EXERCISE TASK: Copy out every one of the following records word for word, omitting the pictures from your answer.

Items stored from a collection

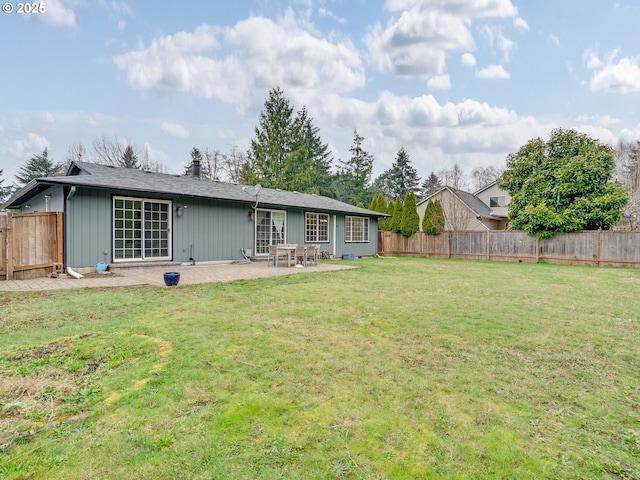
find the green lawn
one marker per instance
(403, 368)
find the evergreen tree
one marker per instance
(379, 204)
(270, 153)
(287, 151)
(433, 221)
(315, 158)
(4, 191)
(431, 185)
(129, 158)
(410, 223)
(354, 175)
(36, 167)
(402, 177)
(395, 224)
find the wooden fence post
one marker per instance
(59, 237)
(9, 249)
(488, 244)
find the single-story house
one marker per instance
(486, 209)
(117, 215)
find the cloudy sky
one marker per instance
(451, 81)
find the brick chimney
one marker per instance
(195, 169)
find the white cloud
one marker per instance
(439, 82)
(263, 54)
(435, 135)
(468, 60)
(600, 120)
(174, 129)
(416, 42)
(616, 76)
(28, 146)
(56, 14)
(323, 12)
(520, 23)
(493, 72)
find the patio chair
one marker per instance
(313, 254)
(274, 253)
(301, 255)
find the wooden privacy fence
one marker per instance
(597, 248)
(30, 243)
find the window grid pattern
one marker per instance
(316, 227)
(140, 229)
(356, 229)
(156, 230)
(270, 229)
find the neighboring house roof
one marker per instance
(479, 208)
(93, 175)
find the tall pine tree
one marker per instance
(287, 151)
(354, 175)
(410, 223)
(36, 167)
(433, 221)
(402, 177)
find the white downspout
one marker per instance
(335, 225)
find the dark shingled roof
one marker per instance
(93, 175)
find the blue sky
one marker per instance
(451, 81)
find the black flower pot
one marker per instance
(171, 279)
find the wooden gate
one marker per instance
(30, 243)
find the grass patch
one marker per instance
(403, 368)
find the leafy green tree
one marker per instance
(410, 223)
(129, 158)
(353, 180)
(563, 185)
(36, 167)
(395, 223)
(433, 221)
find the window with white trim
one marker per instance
(141, 229)
(356, 229)
(316, 227)
(270, 229)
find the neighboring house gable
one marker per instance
(496, 198)
(467, 211)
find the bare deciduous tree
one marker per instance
(483, 176)
(454, 177)
(628, 172)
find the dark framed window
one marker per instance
(316, 227)
(356, 229)
(497, 202)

IN RESPONSE:
find the green lawn
one marker per instance
(403, 368)
find the evergreen tree
one marker per instance
(379, 204)
(270, 153)
(287, 151)
(433, 221)
(315, 158)
(4, 191)
(431, 185)
(129, 158)
(410, 223)
(354, 175)
(36, 167)
(402, 177)
(395, 224)
find the wooden fence post
one marker per instance
(59, 237)
(9, 249)
(488, 244)
find the single-story house
one marker per instance
(486, 209)
(117, 215)
find the cloudy sky
one marker per instance
(451, 81)
find the brick chimney
one marker per instance
(195, 169)
find the white cloud
one marker per instance
(439, 82)
(263, 54)
(435, 135)
(468, 60)
(600, 120)
(174, 129)
(416, 42)
(616, 76)
(28, 146)
(56, 14)
(323, 12)
(520, 23)
(493, 72)
find the patio chair
one marker per instance
(313, 254)
(274, 253)
(301, 255)
find the wooden privacy fence
one marker per instance
(597, 248)
(30, 243)
find the window grid pattern
one marker per instance
(316, 227)
(140, 229)
(356, 229)
(156, 230)
(270, 229)
find the neighboring house roof
one marker per instance
(479, 208)
(93, 175)
find the tall pine tree
one marker per instance
(287, 151)
(354, 175)
(410, 223)
(36, 167)
(433, 221)
(402, 177)
find the white downspout
one marker per instance
(335, 225)
find the dark shingled roof
one marker per instance
(93, 175)
find the blue sky
one marker per instance
(451, 81)
find the black flower pot
one marker per instance
(171, 279)
find the wooden gate
one marker per instance
(30, 243)
find the grass patch
one marker per instance
(403, 368)
find the leafy green tree
one marker per instance
(410, 223)
(129, 158)
(353, 180)
(563, 185)
(36, 167)
(395, 223)
(433, 221)
find the window with white trim
one marker per instance
(141, 229)
(356, 229)
(316, 227)
(270, 229)
find the neighboring house gable
one marker per instance
(496, 198)
(467, 211)
find the bare deciduous tree
one marker per instance
(483, 176)
(454, 177)
(628, 172)
find the dark framed window
one marker per instance
(316, 227)
(356, 229)
(497, 202)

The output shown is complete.